PROVIDED PASSAGE

------------------------------------------------------------

Hi - we’re using a a system execute command to execute a python script (linux server) with parameters passed to it- synchronously 10 at a time. This works ok for a while but eventually locks up and gets a connection refused error. We’re thinking it’s that the graph that calls the script is waiting for a response from python that it’s finished and just stays open. The script calls an API to fetch some data and is done in less than 2 seconds typically.
Can anyone tell me how the sys execute command works in a linux environment? Does it run the script from the clover sandbox directory or does it copy it and run it somewhere else. It’s running on a weblogic server. We’re pretty certain that the issue is with clover or weblogic thinking there are too many open connections and not accepting any more because when we restart the clover etl serer instance it works again.
if anyone has any thoughts or configuration settings to check please let me know.
thanks
Hi pintail,
I’ve seen that you have started two very similar threads. Therefore, I will use only this one to, hopefully help you with this issue.
The script is indeed saved into a file in a temp folder. The exact path can be seen in run log of the graph when you switch the logging level to DEBUG. There might be other useful informations there as well. This can be done in the CloverETL Server console → Sandboxes → <sandbox_name> → Config properties.
When the connection is made from a Python script then it is not using any Java related connection, therefore, I cannot see how it can be affected by CloverETL Server or WebLogic. I’d suggest to use strace or similar tool to debug the python process.
I’m also not sure whether I understand correctly your current setup. Is it a SystemExute running the python script on a CloverETL Server while the script is fetching data from some remote webservice running on a non-CloverETL Server?
Best regards,
Ok, that’s what I thought about the file getting written out and executed separately. thanks.
It’s a little odd what’s happening. Essentially a high level here is the process…
-
Jobflow is executed which reads a file sending 500 about input parameters. The jobflow calls a single graph for each new parameter to get passed to the the system execute component, which executes a py script.
-
When we run this job - every hour so often - it will work fine for a while. Eventually we’ll get the error which says “connection refused”. This error is generated in the py script.
-
we’ve tried running synchronous and asynchronous and it doesn’t make a difference.

------------------------------------------------------------

COLLECTED DATA

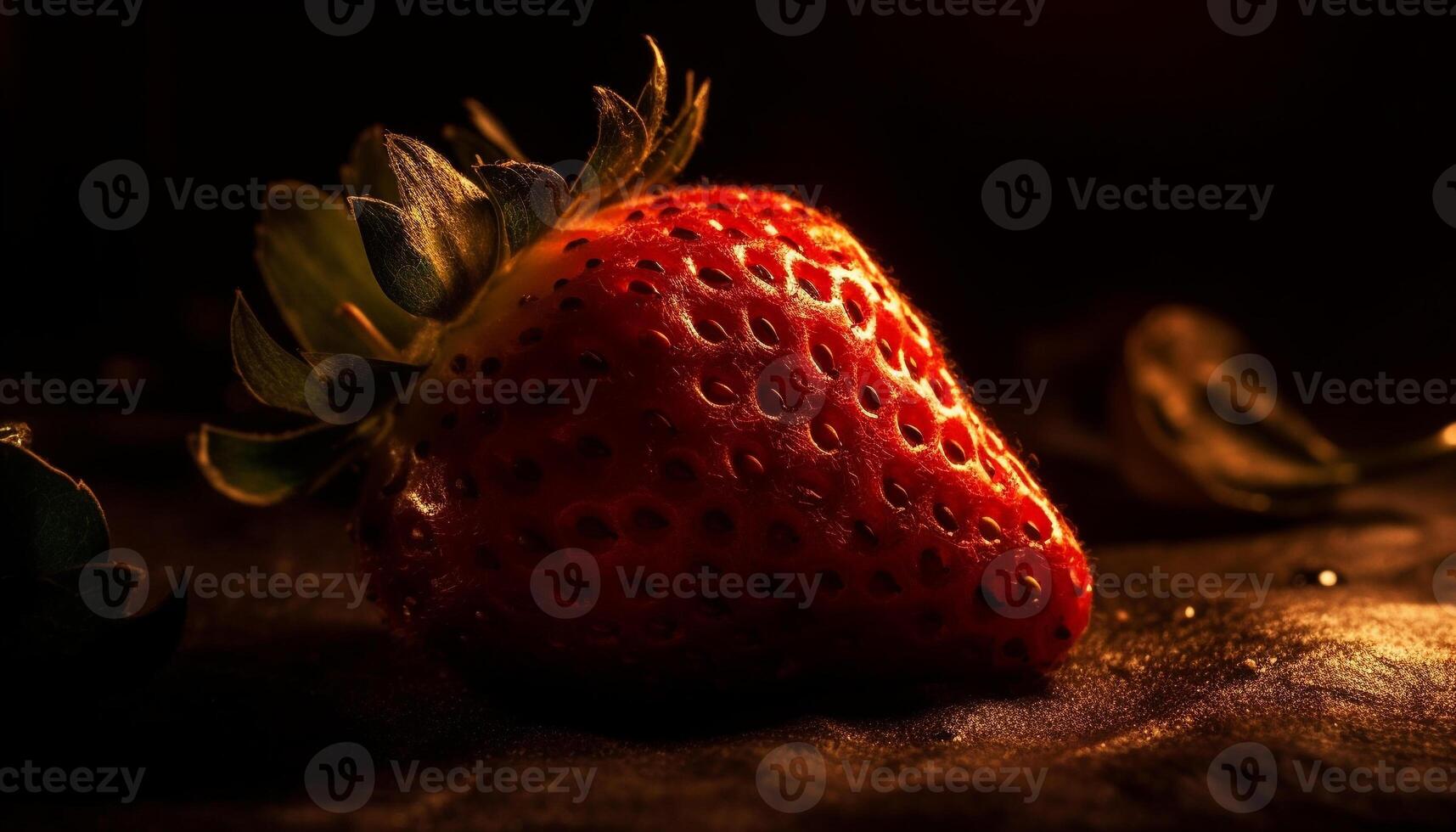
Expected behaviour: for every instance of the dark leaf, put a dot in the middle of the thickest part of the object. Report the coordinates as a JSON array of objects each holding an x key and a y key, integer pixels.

------------------------------------------------------------

STATED PROBLEM
Pick up the forum thread about the Python script that fails with "connection refused" right after its last sentence and keep writing.

ANSWER TO THE EXERCISE
-
Architecture is Linux OS, Clover ETL Server, Weblogic.
-
If we restart the clover service this fixes all issues, so it seems like it’s stuck threads to me as it’s consistent with the error message of connection refused.
-
When I look in the weblogic logs, clover logs and several linux commands to look for number of used threads/available threads, stuck files, etc nothing really jumps out. There look to be more than enough open threads, available files, etc. That said, it’s definitely a networking issues and a restart of the clover service fixes it (clover and weblogic I should say).
So, for now we’ve stabilized it by just writing a cron job to restart the service every night. Sort of a sledgehammer approach but it is working for us. it seems like to me that the python scripts/clover/weblogic combination is not shutting down properly potentially on an error and that’s getting caught up somewhere (but I don’t see it in the logs with any of the architecture components). That’s my best guess. We gave up hunting it down when the brute force restart fixed the issue and things stabilized. it would be good to know if you have any other thoughts though.
thanks!
Hi pintail,
I’ve got two ideas on how to avoid this behavior.
1. Set the timeout property on the SystemExecute component. The command is executed as a separate process and if it keeps waiting for a response for example, this should kill the process after the selected time.
2. Try using Execute Script instead of SystemExecute. This is a jobflow component and is designed specifically for running scripts as the name implies. It is also much more configurable via its input port.
Please let me about your findings.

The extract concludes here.